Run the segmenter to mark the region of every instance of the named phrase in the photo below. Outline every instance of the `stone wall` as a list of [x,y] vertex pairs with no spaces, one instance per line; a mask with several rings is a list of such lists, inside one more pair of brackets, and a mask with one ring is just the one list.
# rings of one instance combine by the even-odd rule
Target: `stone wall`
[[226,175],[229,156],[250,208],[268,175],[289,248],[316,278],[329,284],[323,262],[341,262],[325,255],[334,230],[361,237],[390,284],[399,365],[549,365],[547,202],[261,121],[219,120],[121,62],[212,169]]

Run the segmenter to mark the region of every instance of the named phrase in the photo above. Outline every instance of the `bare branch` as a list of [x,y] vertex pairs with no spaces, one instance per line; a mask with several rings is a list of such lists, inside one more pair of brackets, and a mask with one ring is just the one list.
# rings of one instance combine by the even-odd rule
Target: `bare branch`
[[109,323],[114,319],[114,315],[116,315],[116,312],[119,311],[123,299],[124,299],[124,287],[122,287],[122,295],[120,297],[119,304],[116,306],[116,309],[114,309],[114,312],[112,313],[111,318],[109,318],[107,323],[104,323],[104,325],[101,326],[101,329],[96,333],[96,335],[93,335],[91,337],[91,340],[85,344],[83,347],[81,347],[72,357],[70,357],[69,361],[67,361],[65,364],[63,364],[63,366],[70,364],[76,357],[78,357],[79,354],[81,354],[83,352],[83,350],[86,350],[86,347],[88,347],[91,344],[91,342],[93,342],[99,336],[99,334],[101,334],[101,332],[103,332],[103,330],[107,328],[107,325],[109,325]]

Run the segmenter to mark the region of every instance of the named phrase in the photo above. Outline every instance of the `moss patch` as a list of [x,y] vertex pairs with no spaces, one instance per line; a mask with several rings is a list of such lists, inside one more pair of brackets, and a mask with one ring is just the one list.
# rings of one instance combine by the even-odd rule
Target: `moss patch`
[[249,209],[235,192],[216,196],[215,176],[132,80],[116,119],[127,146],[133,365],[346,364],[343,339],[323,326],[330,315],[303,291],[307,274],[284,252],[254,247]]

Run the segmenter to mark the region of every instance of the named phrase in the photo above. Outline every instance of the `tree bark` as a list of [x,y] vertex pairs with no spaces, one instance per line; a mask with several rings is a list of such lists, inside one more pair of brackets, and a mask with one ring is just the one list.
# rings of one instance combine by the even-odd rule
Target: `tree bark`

::::

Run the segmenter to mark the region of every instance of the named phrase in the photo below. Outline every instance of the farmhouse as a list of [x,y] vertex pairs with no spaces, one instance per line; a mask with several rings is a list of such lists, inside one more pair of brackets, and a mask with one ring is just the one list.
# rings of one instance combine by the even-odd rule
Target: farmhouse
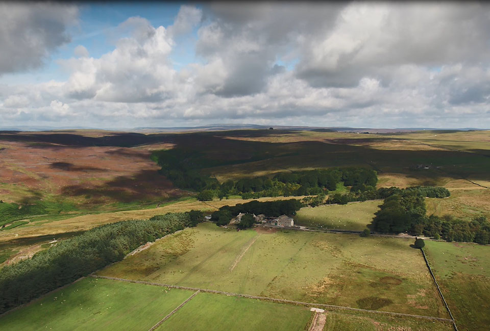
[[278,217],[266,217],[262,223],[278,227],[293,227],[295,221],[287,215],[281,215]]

::::

* _The exercise_
List every line of the records above that contains the string "tree", matching case exactly.

* _Worked solution_
Run the segmenter to mark the region of every instance of the named phrase in the photo above. Outline every instance of the `tree bark` as a list of [x,y] vertex pairs with no spaces, one instance per line; a mask with several rings is a list of such lists, inside one more pair of brackets, and a mask with one ring is just the one list.
Target: `tree bark`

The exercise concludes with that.